• WHAT THE TASK REQUIRES
When you repeat the entries below, keep each word exactly as it is and drop the pictures.

START DATA PROVIDED

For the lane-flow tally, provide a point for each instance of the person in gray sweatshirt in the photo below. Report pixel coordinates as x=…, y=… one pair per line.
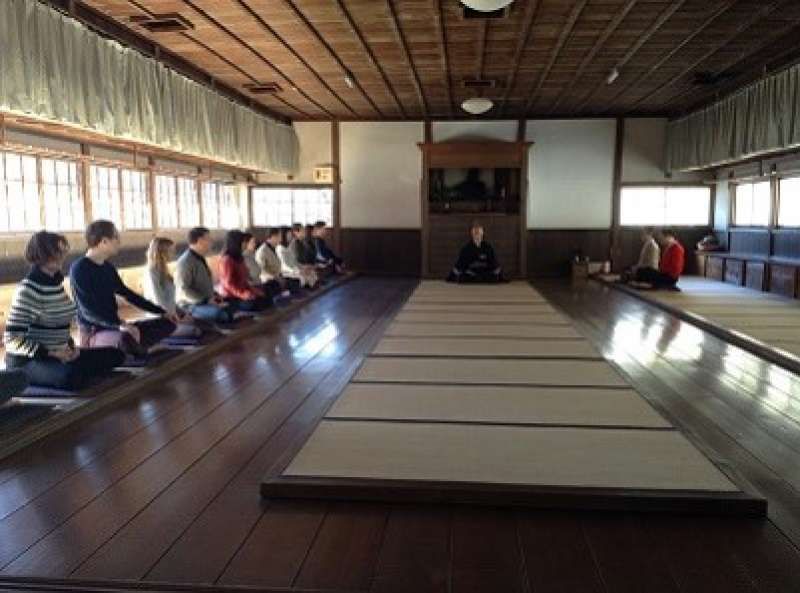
x=195, y=284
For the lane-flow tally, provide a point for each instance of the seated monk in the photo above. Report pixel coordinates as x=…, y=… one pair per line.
x=476, y=261
x=670, y=267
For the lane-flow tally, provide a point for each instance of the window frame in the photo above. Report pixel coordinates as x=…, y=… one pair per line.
x=296, y=187
x=665, y=187
x=733, y=188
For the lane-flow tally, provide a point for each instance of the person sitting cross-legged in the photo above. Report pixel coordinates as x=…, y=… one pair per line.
x=325, y=255
x=194, y=283
x=159, y=286
x=37, y=334
x=235, y=278
x=269, y=263
x=476, y=261
x=670, y=267
x=96, y=284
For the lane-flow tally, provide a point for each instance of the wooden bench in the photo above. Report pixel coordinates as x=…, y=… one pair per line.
x=106, y=394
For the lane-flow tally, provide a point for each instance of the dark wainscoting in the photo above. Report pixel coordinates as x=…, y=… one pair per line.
x=749, y=241
x=382, y=252
x=550, y=251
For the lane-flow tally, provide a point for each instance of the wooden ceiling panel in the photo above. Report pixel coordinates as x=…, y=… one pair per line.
x=410, y=58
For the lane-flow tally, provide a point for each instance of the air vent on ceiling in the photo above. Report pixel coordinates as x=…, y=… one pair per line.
x=163, y=23
x=705, y=78
x=470, y=13
x=479, y=83
x=263, y=88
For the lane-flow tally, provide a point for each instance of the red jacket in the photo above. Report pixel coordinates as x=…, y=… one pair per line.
x=672, y=260
x=235, y=280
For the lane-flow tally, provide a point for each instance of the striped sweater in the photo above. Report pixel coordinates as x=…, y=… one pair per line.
x=40, y=317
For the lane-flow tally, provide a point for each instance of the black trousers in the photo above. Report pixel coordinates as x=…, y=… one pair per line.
x=51, y=372
x=656, y=278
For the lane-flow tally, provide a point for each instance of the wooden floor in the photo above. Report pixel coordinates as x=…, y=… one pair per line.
x=164, y=488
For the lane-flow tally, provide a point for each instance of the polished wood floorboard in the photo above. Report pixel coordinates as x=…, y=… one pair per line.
x=164, y=488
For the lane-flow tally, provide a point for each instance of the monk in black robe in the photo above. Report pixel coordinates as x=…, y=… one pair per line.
x=476, y=261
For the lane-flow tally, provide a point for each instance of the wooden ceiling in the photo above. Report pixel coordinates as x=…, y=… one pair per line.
x=409, y=58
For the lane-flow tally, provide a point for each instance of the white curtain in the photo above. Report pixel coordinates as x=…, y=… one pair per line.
x=53, y=67
x=761, y=118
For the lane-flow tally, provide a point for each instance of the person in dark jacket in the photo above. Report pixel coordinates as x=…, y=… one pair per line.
x=96, y=284
x=476, y=261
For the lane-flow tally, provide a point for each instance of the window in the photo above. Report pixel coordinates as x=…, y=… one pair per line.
x=106, y=201
x=63, y=200
x=188, y=203
x=789, y=206
x=166, y=202
x=19, y=193
x=752, y=205
x=665, y=206
x=135, y=200
x=232, y=213
x=210, y=193
x=285, y=206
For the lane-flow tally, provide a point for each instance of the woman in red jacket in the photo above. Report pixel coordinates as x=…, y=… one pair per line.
x=670, y=267
x=235, y=278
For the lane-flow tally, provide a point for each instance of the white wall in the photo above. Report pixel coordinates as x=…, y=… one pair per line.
x=314, y=138
x=643, y=153
x=445, y=131
x=570, y=173
x=381, y=169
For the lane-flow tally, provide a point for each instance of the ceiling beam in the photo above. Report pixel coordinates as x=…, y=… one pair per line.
x=522, y=41
x=287, y=81
x=632, y=51
x=587, y=59
x=110, y=27
x=759, y=14
x=572, y=19
x=438, y=16
x=369, y=53
x=398, y=32
x=785, y=38
x=723, y=8
x=344, y=69
x=270, y=31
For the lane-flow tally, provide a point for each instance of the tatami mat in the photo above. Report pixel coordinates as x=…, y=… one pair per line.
x=496, y=404
x=570, y=457
x=578, y=373
x=406, y=329
x=486, y=347
x=472, y=318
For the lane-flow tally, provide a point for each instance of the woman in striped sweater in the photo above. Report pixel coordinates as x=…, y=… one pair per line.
x=37, y=335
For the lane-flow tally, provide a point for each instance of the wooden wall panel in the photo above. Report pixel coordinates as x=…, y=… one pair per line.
x=783, y=280
x=755, y=275
x=734, y=272
x=786, y=244
x=749, y=241
x=715, y=268
x=389, y=252
x=550, y=251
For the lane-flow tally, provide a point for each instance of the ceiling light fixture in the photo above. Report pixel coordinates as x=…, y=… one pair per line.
x=477, y=105
x=486, y=5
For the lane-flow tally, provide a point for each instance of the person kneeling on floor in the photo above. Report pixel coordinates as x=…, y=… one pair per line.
x=96, y=284
x=670, y=267
x=37, y=335
x=476, y=261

END DATA PROVIDED

• REPLY
For the lane-flow tally, provide a point for each instance of the person in gray sweatshirt in the photo below. Report pixel coordinates as x=…, y=… one pair per line.
x=195, y=284
For the lane-flow tally, provide a point for each instance of the seated monk in the photo above. Report pixel coordinates as x=…, y=… one pair per line.
x=476, y=261
x=670, y=267
For the lane-flow tally, provide a point for each instance of the window frame in the photo above. Report pixel coordinates as x=…, y=… one pair per line.
x=296, y=187
x=665, y=187
x=733, y=188
For the lane-flow tally, provide a point for each instance of the person sitting cross-legged in the photo above. Report pixel coordinates as x=…, y=… one pair per line.
x=325, y=255
x=194, y=283
x=159, y=286
x=37, y=334
x=235, y=278
x=269, y=263
x=476, y=261
x=670, y=267
x=96, y=284
For the lane-flow tally, provide a point for each instance of the wooden bench in the photo above. Report pixel coordinates as x=…, y=… one pair per line.
x=106, y=394
For the lane-flow tally, provide a point for each instance of the dark wainscoting in the photo above. Report pixel coordinates as x=…, y=… one pair per line.
x=749, y=241
x=382, y=252
x=550, y=251
For the lane-flow tally, provide a point for each instance of the wooden ceiling panel in the photo above. Report pixel coordinates as x=…, y=… one pair per line.
x=410, y=58
For the lane-flow tally, provide a point for each instance of the air vent on ceiling in the photo above. Report pixel coordinates as x=…, y=… one pair per line.
x=163, y=23
x=705, y=78
x=470, y=13
x=479, y=83
x=263, y=88
For the lane-flow tally, provide a point for each instance of the red jacket in the photo above. Report pixel coordinates as x=…, y=… one pair per line.
x=672, y=260
x=235, y=280
For the lane-flow tally, provide a point for each instance of the striped sweater in the photo above. Report pixel coordinates as x=…, y=… one pair per line.
x=40, y=317
For the lane-flow tally, provide a point for each instance of the black trousers in the photo above. Report pixel coordinates as x=…, y=… one pair per line.
x=51, y=372
x=656, y=278
For the lane-flow tally, provide a point for each instance of the wooden floor in the photo above. Report pixel coordinates as x=…, y=… one pair per line.
x=164, y=488
For the lane-flow tally, provide a point for each instance of the polished wood floorboard in the photo above. Report pixel coordinates as x=…, y=… one pair per line.
x=164, y=488
For the lane-flow tally, provide a point for each instance of the monk in black robe in the photo above. Report pixel coordinates as x=…, y=… one pair per line.
x=476, y=261
For the lane-flow tally, provide a point for each instance of the wooden ceiling in the photo above. Report pixel coordinates as x=…, y=… one pair per line.
x=409, y=58
For the lane-flow tally, provide a point for each instance of the white curtain in the photo above. Report pixel coordinates as x=…, y=… one pair per line.
x=53, y=67
x=761, y=118
For the lane-flow tally, provide a point for each instance of the person in dark jacket in the photo above. Report pixel coordinates as x=…, y=… one pair per line.
x=96, y=284
x=476, y=261
For the lane-flow tally, provide a point for each instance of the window in the photo above. Report pixel coordinates as x=…, y=… one pair per line.
x=106, y=201
x=63, y=200
x=188, y=203
x=789, y=206
x=166, y=202
x=19, y=193
x=752, y=205
x=665, y=206
x=135, y=200
x=232, y=213
x=210, y=193
x=285, y=206
For the lane-flow tally, provide a point for each instance of the woman in red jacket in the photo above. Report pixel coordinates as x=…, y=… one pair per line.
x=670, y=267
x=235, y=278
For the lane-flow tally, provide a point for each instance of the white wall in the photo above. Report pixel coordinates as x=…, y=… one pair per line.
x=314, y=138
x=643, y=153
x=445, y=131
x=570, y=173
x=381, y=169
For the lane-flow tally, provide a point for each instance of the ceiling beam in the photo above. Report pixel coordinates as x=…, y=… one pair per line.
x=522, y=41
x=287, y=81
x=632, y=51
x=587, y=59
x=110, y=27
x=759, y=14
x=572, y=19
x=438, y=16
x=369, y=53
x=398, y=32
x=785, y=38
x=723, y=8
x=344, y=69
x=270, y=31
For the lane-flow tally, provide a point for each instance of the tatami mat in the photo above. Report pixel coordinates as x=…, y=… one pair per line.
x=496, y=404
x=570, y=457
x=578, y=373
x=406, y=329
x=486, y=347
x=472, y=318
For the lane-flow tally, provide a point for each instance of the woman in striped sweater in the photo above. Report pixel coordinates as x=…, y=… one pair per line.
x=37, y=335
For the lane-flow tally, provide a point for each instance of the wooden wall panel in the photo above. Report pixel coordinates as x=…, y=… one pair per line.
x=783, y=280
x=755, y=275
x=734, y=272
x=786, y=244
x=749, y=241
x=715, y=268
x=389, y=252
x=550, y=251
For the lane-flow tally, provide a point for each instance of the ceiling light fixture in the photo above. Report pixel coordinates as x=…, y=… one pair per line.
x=477, y=105
x=486, y=5
For the lane-flow tally, provide a point for each instance of the person kneeling on floor in the photo above. Report pixel coordinates as x=…, y=… one pair per line.
x=96, y=284
x=670, y=267
x=37, y=335
x=476, y=261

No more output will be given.